Repeat each of the rows below word for word, without changing anything.

* [Data shown]
*-*-*

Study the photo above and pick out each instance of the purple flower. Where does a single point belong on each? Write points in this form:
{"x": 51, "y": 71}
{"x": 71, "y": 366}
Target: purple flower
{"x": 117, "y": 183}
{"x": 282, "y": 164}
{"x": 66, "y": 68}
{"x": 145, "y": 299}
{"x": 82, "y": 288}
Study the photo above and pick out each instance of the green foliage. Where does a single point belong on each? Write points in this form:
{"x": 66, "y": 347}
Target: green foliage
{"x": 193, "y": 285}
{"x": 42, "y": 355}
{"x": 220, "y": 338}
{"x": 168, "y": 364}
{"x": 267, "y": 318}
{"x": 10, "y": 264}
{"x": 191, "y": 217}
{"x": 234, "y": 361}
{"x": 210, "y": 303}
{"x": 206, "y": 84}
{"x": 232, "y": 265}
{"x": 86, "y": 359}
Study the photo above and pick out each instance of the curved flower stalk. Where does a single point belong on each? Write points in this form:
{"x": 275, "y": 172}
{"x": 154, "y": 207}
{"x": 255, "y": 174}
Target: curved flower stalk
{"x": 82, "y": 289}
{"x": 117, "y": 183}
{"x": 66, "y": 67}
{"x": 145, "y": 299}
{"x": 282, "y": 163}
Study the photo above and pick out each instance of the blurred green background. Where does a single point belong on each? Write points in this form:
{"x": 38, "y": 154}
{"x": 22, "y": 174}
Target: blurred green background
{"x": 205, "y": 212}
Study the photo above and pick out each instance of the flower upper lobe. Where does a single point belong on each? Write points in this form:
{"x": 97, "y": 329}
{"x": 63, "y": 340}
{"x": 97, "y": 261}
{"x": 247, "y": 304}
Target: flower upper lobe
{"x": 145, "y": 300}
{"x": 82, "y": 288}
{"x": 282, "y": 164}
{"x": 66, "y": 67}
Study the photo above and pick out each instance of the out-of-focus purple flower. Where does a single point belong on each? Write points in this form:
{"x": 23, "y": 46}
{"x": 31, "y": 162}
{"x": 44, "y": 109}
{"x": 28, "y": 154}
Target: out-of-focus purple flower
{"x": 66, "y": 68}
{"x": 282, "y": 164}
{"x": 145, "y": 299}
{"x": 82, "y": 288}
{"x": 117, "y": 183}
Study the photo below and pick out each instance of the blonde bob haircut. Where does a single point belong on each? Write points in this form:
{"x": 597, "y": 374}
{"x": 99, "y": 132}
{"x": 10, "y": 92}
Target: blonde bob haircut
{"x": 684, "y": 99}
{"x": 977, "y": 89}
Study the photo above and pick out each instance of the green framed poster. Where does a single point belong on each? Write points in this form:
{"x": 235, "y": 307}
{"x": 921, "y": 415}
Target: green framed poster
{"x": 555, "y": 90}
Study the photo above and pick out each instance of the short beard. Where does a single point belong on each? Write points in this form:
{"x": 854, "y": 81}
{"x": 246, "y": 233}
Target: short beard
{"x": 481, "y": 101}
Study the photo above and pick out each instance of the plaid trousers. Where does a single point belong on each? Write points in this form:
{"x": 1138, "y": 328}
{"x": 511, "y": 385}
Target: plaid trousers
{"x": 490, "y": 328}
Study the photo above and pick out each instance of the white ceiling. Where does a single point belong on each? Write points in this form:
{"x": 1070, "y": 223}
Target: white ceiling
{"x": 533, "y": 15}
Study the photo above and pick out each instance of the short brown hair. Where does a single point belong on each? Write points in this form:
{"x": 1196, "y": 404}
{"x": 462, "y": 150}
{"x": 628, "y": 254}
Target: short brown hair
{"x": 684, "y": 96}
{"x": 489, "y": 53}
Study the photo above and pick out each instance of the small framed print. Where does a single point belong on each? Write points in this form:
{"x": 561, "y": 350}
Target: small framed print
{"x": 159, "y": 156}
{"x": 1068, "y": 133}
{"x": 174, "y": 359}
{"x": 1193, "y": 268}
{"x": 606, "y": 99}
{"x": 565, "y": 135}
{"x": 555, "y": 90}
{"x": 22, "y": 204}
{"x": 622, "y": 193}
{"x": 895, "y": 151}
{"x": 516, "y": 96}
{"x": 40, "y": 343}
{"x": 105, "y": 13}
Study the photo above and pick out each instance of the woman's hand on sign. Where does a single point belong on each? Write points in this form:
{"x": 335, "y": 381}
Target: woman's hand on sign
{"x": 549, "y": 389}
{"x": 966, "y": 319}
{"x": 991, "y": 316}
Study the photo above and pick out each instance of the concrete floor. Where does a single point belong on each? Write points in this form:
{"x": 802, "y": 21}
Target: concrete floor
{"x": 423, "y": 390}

*-*-*

* [Answer to the problem]
Study the photo above and pick out each instance of the purple flower. Where does a single point belong on each? Write points in this form:
{"x": 51, "y": 71}
{"x": 71, "y": 366}
Target: purple flower
{"x": 117, "y": 183}
{"x": 282, "y": 164}
{"x": 66, "y": 68}
{"x": 145, "y": 299}
{"x": 82, "y": 288}
Study the photo above and pick out each instance of the green foliage. Where does a single point belong on each? Write points in this form:
{"x": 66, "y": 347}
Target: green foliage
{"x": 193, "y": 285}
{"x": 42, "y": 355}
{"x": 220, "y": 338}
{"x": 168, "y": 364}
{"x": 267, "y": 318}
{"x": 10, "y": 264}
{"x": 191, "y": 217}
{"x": 234, "y": 361}
{"x": 210, "y": 303}
{"x": 206, "y": 84}
{"x": 232, "y": 265}
{"x": 86, "y": 359}
Study the photo above and pick out each instance of the curved flower stalk. Where does a single point belong on each? Write points in this form:
{"x": 275, "y": 172}
{"x": 154, "y": 207}
{"x": 255, "y": 174}
Target: curved flower stalk
{"x": 82, "y": 289}
{"x": 117, "y": 183}
{"x": 66, "y": 67}
{"x": 145, "y": 299}
{"x": 282, "y": 163}
Study the photo above and pick out each instance of the blurred green background. Where does a single point belong on each? Write points in this form:
{"x": 38, "y": 154}
{"x": 22, "y": 174}
Target: blurred green background
{"x": 205, "y": 212}
Study the photo above and pick out each instance of the flower upper lobe. Where does a single point belong on each? Write points in this form:
{"x": 97, "y": 329}
{"x": 63, "y": 340}
{"x": 97, "y": 261}
{"x": 247, "y": 304}
Target: flower upper lobe
{"x": 145, "y": 300}
{"x": 82, "y": 288}
{"x": 282, "y": 164}
{"x": 66, "y": 67}
Study the photo above and pick out each instance of the out-of-focus purple flower. Where does a single point belong on each? Write points in this form:
{"x": 23, "y": 46}
{"x": 31, "y": 162}
{"x": 44, "y": 109}
{"x": 28, "y": 154}
Target: out-of-focus purple flower
{"x": 66, "y": 68}
{"x": 282, "y": 164}
{"x": 145, "y": 299}
{"x": 82, "y": 288}
{"x": 117, "y": 183}
Study the photo below and pick out each instance of the blonde bob haircut. Where does a single point belong on each? Write points in this form:
{"x": 597, "y": 374}
{"x": 99, "y": 132}
{"x": 10, "y": 92}
Target: blonde bob haircut
{"x": 684, "y": 99}
{"x": 977, "y": 89}
Study the photo above and pick out each instance of the green framed poster. Where does a single point belong on each? Write points in this form:
{"x": 235, "y": 307}
{"x": 921, "y": 415}
Target: green framed poster
{"x": 555, "y": 90}
Study the photo above and pick out each instance of the short beard. Where does a single point belong on each? Write points in this form:
{"x": 854, "y": 81}
{"x": 246, "y": 233}
Target: short beard
{"x": 481, "y": 101}
Study the photo above and pick out each instance of the plaid trousers. Where does a single point belong on each? Write points in this form:
{"x": 1138, "y": 328}
{"x": 511, "y": 385}
Target: plaid trousers
{"x": 490, "y": 328}
Study the photo above and pick out each instance of the white ceiling. Where does a single point belong on each? Write points in this form:
{"x": 1070, "y": 223}
Target: white ceiling
{"x": 533, "y": 15}
Study the photo above and pick out each instance of the short brown hair. Where does a single point belong on each? Write points in this form:
{"x": 1196, "y": 404}
{"x": 462, "y": 150}
{"x": 628, "y": 254}
Target: short brown hair
{"x": 684, "y": 96}
{"x": 489, "y": 53}
Study the photo above and pick out each instance of the small framed print. Where does a single point belong on each? Write points in this form:
{"x": 561, "y": 350}
Target: small framed print
{"x": 159, "y": 156}
{"x": 1068, "y": 133}
{"x": 174, "y": 359}
{"x": 1193, "y": 268}
{"x": 606, "y": 99}
{"x": 565, "y": 135}
{"x": 555, "y": 90}
{"x": 22, "y": 204}
{"x": 622, "y": 193}
{"x": 895, "y": 151}
{"x": 516, "y": 96}
{"x": 40, "y": 343}
{"x": 105, "y": 13}
Study the photo above and pick out each instance of the woman's hand on sign. Where does a single point belong on each? Write points in this form:
{"x": 335, "y": 381}
Target: woman's hand on sign
{"x": 549, "y": 389}
{"x": 966, "y": 319}
{"x": 991, "y": 316}
Study the photo above and pick out each instance of the concrete floor. Where does a single point belong on each? Write points in this form:
{"x": 802, "y": 21}
Target: concrete floor
{"x": 423, "y": 390}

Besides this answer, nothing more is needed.